Location labeling rows:

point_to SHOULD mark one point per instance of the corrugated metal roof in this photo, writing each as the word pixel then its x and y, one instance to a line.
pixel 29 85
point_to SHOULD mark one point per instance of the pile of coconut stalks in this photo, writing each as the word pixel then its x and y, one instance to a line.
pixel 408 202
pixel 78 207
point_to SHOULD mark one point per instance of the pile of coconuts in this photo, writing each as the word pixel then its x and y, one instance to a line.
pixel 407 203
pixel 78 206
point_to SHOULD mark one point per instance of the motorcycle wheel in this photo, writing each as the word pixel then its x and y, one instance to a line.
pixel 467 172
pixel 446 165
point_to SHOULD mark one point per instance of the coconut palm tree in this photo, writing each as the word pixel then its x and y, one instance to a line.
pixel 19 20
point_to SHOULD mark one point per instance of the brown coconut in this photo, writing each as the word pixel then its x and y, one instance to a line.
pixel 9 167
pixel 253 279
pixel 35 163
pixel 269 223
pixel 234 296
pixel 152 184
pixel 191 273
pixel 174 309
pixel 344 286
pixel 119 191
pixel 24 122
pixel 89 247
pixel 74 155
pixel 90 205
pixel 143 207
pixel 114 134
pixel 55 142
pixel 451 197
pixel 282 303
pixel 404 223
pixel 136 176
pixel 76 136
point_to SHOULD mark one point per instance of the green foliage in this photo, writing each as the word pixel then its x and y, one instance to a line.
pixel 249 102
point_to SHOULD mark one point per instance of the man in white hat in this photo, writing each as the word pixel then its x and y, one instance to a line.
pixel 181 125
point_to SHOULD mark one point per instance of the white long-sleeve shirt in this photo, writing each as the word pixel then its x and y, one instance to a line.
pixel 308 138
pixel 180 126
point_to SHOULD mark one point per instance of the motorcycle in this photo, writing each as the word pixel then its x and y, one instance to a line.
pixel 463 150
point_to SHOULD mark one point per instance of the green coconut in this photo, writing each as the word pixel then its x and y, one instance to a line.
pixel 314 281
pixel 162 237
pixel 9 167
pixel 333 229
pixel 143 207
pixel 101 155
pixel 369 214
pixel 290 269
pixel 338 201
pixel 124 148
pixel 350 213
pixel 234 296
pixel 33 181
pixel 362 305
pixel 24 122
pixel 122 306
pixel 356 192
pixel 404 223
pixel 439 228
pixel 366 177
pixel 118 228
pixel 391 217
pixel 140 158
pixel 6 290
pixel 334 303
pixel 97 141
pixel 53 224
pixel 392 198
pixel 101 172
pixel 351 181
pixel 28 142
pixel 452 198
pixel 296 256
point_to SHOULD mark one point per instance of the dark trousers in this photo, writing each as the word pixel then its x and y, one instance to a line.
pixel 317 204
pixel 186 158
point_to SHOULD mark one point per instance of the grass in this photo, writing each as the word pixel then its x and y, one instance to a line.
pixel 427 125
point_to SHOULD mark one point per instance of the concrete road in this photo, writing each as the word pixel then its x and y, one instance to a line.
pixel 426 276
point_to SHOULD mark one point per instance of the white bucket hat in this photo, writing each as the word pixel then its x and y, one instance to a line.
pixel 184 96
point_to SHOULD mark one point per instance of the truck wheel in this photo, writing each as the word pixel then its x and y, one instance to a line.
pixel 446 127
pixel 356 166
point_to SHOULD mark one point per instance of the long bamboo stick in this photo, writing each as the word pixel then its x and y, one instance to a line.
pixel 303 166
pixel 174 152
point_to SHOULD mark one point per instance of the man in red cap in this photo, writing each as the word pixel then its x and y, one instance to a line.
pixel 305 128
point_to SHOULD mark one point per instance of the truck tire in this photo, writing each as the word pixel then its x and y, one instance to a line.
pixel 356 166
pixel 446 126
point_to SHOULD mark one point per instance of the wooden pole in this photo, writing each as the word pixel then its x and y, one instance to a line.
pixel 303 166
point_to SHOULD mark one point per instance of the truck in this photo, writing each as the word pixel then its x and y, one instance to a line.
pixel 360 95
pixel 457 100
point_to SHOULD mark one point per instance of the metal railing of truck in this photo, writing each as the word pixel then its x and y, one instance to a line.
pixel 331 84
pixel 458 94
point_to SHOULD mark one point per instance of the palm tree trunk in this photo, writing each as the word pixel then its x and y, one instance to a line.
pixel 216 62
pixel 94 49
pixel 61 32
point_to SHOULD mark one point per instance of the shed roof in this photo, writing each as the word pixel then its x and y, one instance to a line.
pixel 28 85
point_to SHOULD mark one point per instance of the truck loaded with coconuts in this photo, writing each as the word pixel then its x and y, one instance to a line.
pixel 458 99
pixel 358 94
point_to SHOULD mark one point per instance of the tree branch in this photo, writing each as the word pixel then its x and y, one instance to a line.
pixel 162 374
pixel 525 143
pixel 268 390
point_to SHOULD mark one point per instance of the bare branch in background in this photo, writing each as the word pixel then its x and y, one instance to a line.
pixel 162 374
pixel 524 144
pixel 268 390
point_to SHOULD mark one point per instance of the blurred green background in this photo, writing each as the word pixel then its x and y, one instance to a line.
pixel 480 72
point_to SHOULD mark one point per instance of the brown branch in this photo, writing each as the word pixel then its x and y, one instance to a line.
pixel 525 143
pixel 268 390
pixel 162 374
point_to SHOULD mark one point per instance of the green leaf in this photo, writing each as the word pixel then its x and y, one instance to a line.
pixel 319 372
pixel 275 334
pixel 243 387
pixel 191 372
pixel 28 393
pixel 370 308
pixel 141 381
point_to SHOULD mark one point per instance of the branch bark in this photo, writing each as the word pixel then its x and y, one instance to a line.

# [TO DO]
Give every line of the rows above as a JSON list of strings, one string per line, leaving out blank lines.

# [COMPLETE RESPONSE]
[
  "point_to SHOULD mark one point per instance of the corrugated metal roof in this photo, writing each as the word pixel then its x and y, one instance to a line.",
  "pixel 29 85",
  "point_to SHOULD mark one point per instance of the pile of coconut stalks in this photo, writing each as the word pixel then its x and y, one instance to a line.",
  "pixel 408 202",
  "pixel 78 207",
  "point_to SHOULD mark one point per instance of the pile of coconuts in this photo, writing each as the word pixel then its x and y, one instance to a line.",
  "pixel 407 203",
  "pixel 78 206",
  "point_to SHOULD mark one point per instance of the motorcycle wheel in this photo, writing each as the word pixel then its x and y, one instance to a line.",
  "pixel 467 172",
  "pixel 446 165",
  "point_to SHOULD mark one point per instance of the coconut palm tree in this photo, writing each as the word pixel then its x and y, one instance to a line.",
  "pixel 19 20",
  "point_to SHOULD mark one point per instance of the brown coconut in this photo, writing each as the word pixel then its x and y, one instance to a line.",
  "pixel 9 167",
  "pixel 253 279",
  "pixel 35 163",
  "pixel 269 223",
  "pixel 234 296",
  "pixel 152 184",
  "pixel 191 273",
  "pixel 174 309",
  "pixel 344 286",
  "pixel 119 191",
  "pixel 24 122",
  "pixel 89 247",
  "pixel 74 155",
  "pixel 90 205",
  "pixel 143 207",
  "pixel 114 134",
  "pixel 55 142",
  "pixel 451 197",
  "pixel 282 303",
  "pixel 404 223",
  "pixel 136 176",
  "pixel 76 136",
  "point_to SHOULD mark one point per instance of the green foliage in this photo, writing each as the word pixel then its x and y, one instance to a line.",
  "pixel 249 102",
  "point_to SHOULD mark one point per instance of the man in white hat in this photo, writing each as the word pixel then its x and y, one instance to a line.",
  "pixel 181 125",
  "point_to SHOULD mark one point per instance of the white long-sleeve shirt in this photo, writing each as the word pixel then its x and y, one instance to a line.",
  "pixel 308 138",
  "pixel 180 126",
  "point_to SHOULD mark one point per instance of the motorcycle in this photo, writing each as the word pixel then its x and y, one instance to a line.",
  "pixel 463 150",
  "point_to SHOULD mark one point per instance of the green coconut in this photo, writing each as the word pixel then its x and y, one instance to a line.",
  "pixel 314 281",
  "pixel 162 237",
  "pixel 9 167",
  "pixel 333 229",
  "pixel 143 207",
  "pixel 101 155",
  "pixel 369 214",
  "pixel 290 269",
  "pixel 338 201",
  "pixel 124 148",
  "pixel 350 213",
  "pixel 234 296",
  "pixel 33 181",
  "pixel 362 305",
  "pixel 24 122",
  "pixel 122 306",
  "pixel 356 192",
  "pixel 404 223",
  "pixel 439 228",
  "pixel 366 177",
  "pixel 118 228",
  "pixel 391 217",
  "pixel 140 158",
  "pixel 6 290",
  "pixel 334 303",
  "pixel 97 141",
  "pixel 53 224",
  "pixel 392 198",
  "pixel 101 172",
  "pixel 351 181",
  "pixel 28 142",
  "pixel 452 198",
  "pixel 296 256",
  "point_to SHOULD mark one point per instance of the dark trousers in this photo, writing each as the word pixel then its x and y, one instance to a line.",
  "pixel 317 204",
  "pixel 186 158",
  "point_to SHOULD mark one point per instance of the grass in this photo, writing each as the word pixel then its x and y, one instance to a line.",
  "pixel 427 125",
  "point_to SHOULD mark one point per instance of the concrete road in this photo, writing each as the word pixel then its x and y, one instance to a line.",
  "pixel 426 276",
  "point_to SHOULD mark one point per instance of the white bucket hat in this photo, writing each as the word pixel then its x and y, one instance to a line.",
  "pixel 184 96",
  "point_to SHOULD mark one point per instance of the truck wheel in this photo, writing each as the word pixel then its x and y, one instance to a line.",
  "pixel 446 127",
  "pixel 356 166",
  "point_to SHOULD mark one point per instance of the long bamboo stick in this photo, writing each as the word pixel then its x and y, one instance to a line.",
  "pixel 303 166",
  "pixel 174 152",
  "point_to SHOULD mark one point per instance of the man in red cap in this photo, writing each as the word pixel then its x and y, one instance to a line.",
  "pixel 305 128",
  "point_to SHOULD mark one point per instance of the truck tire in this photo, writing each as the word pixel then its x and y, one instance to a line.",
  "pixel 356 166",
  "pixel 446 126",
  "point_to SHOULD mark one point per instance of the wooden pole in this photo, writing each as the word pixel then its x and y, one instance to a line.",
  "pixel 303 166",
  "point_to SHOULD mark one point per instance of the truck in this photo, writing each as the word pixel then its x and y, one instance to a line.",
  "pixel 360 95",
  "pixel 457 100",
  "point_to SHOULD mark one point per instance of the metal railing of truck in this photo, writing each as the word pixel then its x and y, one instance to a line.",
  "pixel 331 84",
  "pixel 458 94",
  "point_to SHOULD mark one point per instance of the palm tree trunk in this photo, writing each as the word pixel then its x and y, one instance to a line.",
  "pixel 216 62",
  "pixel 94 49",
  "pixel 61 32",
  "point_to SHOULD mark one point per instance of the shed roof in this photo, writing each as the word pixel then its x and y, one instance to a line.",
  "pixel 28 85",
  "point_to SHOULD mark one point per instance of the truck loaded with coconuts in this photo, writing each as the word pixel then its x and y, one instance to a line.",
  "pixel 458 99",
  "pixel 358 94",
  "point_to SHOULD mark one point per instance of the tree branch in this photo, writing each as the word pixel then its x and y, one instance to a line.",
  "pixel 162 374",
  "pixel 525 143",
  "pixel 268 390",
  "point_to SHOULD mark one point per instance of the bare branch in background in this photo, writing each as the word pixel then its x and y, one instance to a line.",
  "pixel 162 374",
  "pixel 524 144",
  "pixel 268 390",
  "point_to SHOULD mark one point per instance of the blurred green background in this photo, writing each as the word pixel then its x and y, one instance to a line.",
  "pixel 480 72",
  "point_to SHOULD mark one point per instance of the brown branch in this photo, writing each as the word pixel then its x and y, one instance to a line.",
  "pixel 525 143",
  "pixel 268 390",
  "pixel 162 374",
  "point_to SHOULD mark one point per instance of the green leaf in this photo, writing each as the word pixel then its x and y, one instance to a line.",
  "pixel 319 372",
  "pixel 275 334",
  "pixel 243 387",
  "pixel 191 372",
  "pixel 28 393",
  "pixel 370 308",
  "pixel 141 381",
  "point_to SHOULD mark one point per instance of the branch bark in this photo, writing each as the word pixel then its x and y, one instance to a line."
]